• Условия задания:
1) Ответьте на вопросы по отрывку об Ильфе и Петрове:
(a) Какое национально-маркированное слово использовал Эфрос?
(b) Какие персонажи-евреи из «Золотого теленка» упомянуты в отрывке?
(c) С какой эпистолярной повестью Шолом-Алейхема сходны письма отца Федора к жене?
2) Продолжите отрывок об Ильфе и Петрове после его последнего предложения.

• Отрывок:

Миры И.А. Ильфа и Е.П. Петрова. Очерки вербализованной повседневности - Михаил Павлович Одесский
Наконец, Эфрос произнес ключевое слово: «…нам, зрителям, легко усомниться, есть ли у Альтмана действительная творческая изобретательность, или она подменена выдающимся даром комбинации, хитрым умением размещать старые элементы на новый лад…» «Это не художник, а “делец искусства” с мертвой хваткой, не знающий неудачных комбинаций и остающийся в выигрыше при всяком положении».
Таким образом, в корпусе текстов, связанных с проектом Еврейского театра и с Шолом-Алейхемом, Эфрос, используя национально-маркированное слово «комбинация» (с тем самым значением, которое затем в качестве «переносного» примет словарь Ушакова), формулировал признаки жизнестроительной модели, которые позднее реализуются в «великом комбинаторе».
Исследователи уже констатировали наличие Шолом-Алейхема в интертекстуальном пространстве дилогии Ильфа и Петрова. Суммируя наблюдения Щеглова, можно, во-первых, говорить о перекличках текста Ильфа и Петрова с «литературой, воспроизводящей еврейский стиль речи»[73], т. е. об использовании при речевой характеристике персонажей-евреев (Паниковский, Фунт в «Золотом теленке») стилистических форм, напоминающих сочинения Шолом-Алейхема — цикл рассказов «Касриловка» и роман «Мариенбад».
Во-вторых, письма отца Федора к жене (глава «От Севильи до Гренады») сходны с эпистолярной повестью Шолом-Алейхема «Менахем-Мендл», «герой которой также пускается в спекуляции в разных городах Российской империи и рассказывает о них в письмах к жене»[74]. По мнению комментатора, особая пикантность возникает вследствие того, что другой источник писем отца Федора — вполне действительные письма Ф.М. Достоевского: «Это насильственное сопряжение православного русского патриота Достоевского с таким специфически еврейским персонажем, как неудачливый коммерсант Мендл, вряд ли случайно. Можно видеть здесь насмешливый выпад соавторов против писателя “в наказание” за получившие скандальную известность антисемитские пассажи его писем к жене»[75].

• Раздел данных:

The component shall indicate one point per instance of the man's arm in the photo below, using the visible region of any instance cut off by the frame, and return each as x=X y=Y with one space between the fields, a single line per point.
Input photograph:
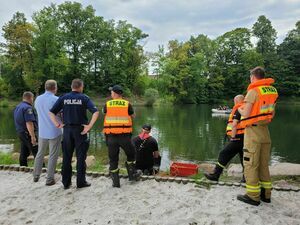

• Ответы к заданиям:
1)
(a) Слово «комбинация».
(b) Паниковский и Фунт.
(c) С повестью «Менахем-Мендл».

2)
Наконец, в-третьих, «вымышленное название “Черноморск” для обозначения Одессы», использованное в романе «Золотой теленок», «фигурирует уже в одесских очерках Шолом-Алейхема “Типы ’Малой биржи’”», напечатанных на русском языке в 1892 году в “Одесском листке”»[76]. Топоним «Черноморск» вполне предсказуемо возник в текстах Шолом-Алейхема, который вообще часто прибегал к топонимам-псевдонимам (ср. «Егупец», «Касриловка») и который с 1891 года проживал в Одессе.
Связь шолом-алейхемовского топонима с «Одесским листком» (где, к слову, сотрудничал В.М. Дорошевич, включивший в сборник «Одесса, одесситы и одесситки» фельетон с атакующим заглавием «Одесский язык») заставляет вспомнить о замечании критика А.Г. Горнфельда, который в 1923 году иронизировал, что если «называть национальными произведения, созданные не на национальном языке», то «мы, очевидно, должны фельетоны Жаботинского, напечатанные в “Русских ведомостях”, отнести к русской литературе, напечатанные в “Рассвете” — к еврейской, а напечатанные в “Одесском листке” — к одесской»[77].
При таком спектре цитирования Шолом-Алейхема в дилогии — от «еврейского стиля речи» до символического топонима — представляется эффектным сходство торжественной формулы «великий комбинатор» с формулой «комбинации», лейтмотивом одного из основных персонажей романа «Блуждающие звезды» (1909–1911)[78]. Это — Нисл Швалб (в другой транскрипции — Ниссель Швальб), который проживает в Лондоне и становится антрепренером актера Лео Рафалеско.
«По своей основной профессии он агент»[79]. Что в художественном мире Шолом-Алейхема — не столько «профессия», сколько современный еврейский тип, противоположный мечтательным обитателям местечка. «Агент» относительно свободен от традиций, перемещается по миру, а кроме того, склонен к аферам, по терминологии Шолом-Алейхема — «комбинациям». Ведь одной профессией «агента» не прожить: «Необходимо комбинировать, а комбинации Нисл Швалб строит из всего, что ни подвернется под руку. Надо отдать справедливость нашему комбинатору: хотя все его комбинации в первую минуту кажутся дикими, нелепыми, безумными, фантастическими, но в конце концов все получается у него так гладко и так разумно, что ничего умнее, кажись, и придумать нельзя. Иной раз, по правде говоря, на деле получается не так уж гладко и разумно. Ну и что ж? Он ведь не более не менее как человек, а человеку свойственно ошибаться».
Переводчик романа «Блуждающие звезды», готовивший материал для советского шеститомника, даже применил к Швалбу «бендеровское» словосочетание «великий комбинатор»[80]. Это, однако, не перевод, а сознательная ссылка на текст Ильфа и Петрова в «обратной перспективе»: в оригинале Шолом-Алейхем использовал словосочетание «человек с комбинациями» (см. в советском довоенном издании сочинений Шолом-Алейхема на идише, т. 15, с. 137). То же и в прижизненном переводе романа «Блуждающие звезды»[81]. Вместо «великого комбинатора» и в точном соответствии с оригиналом — «наш гениальный человек с комбинациями»[82].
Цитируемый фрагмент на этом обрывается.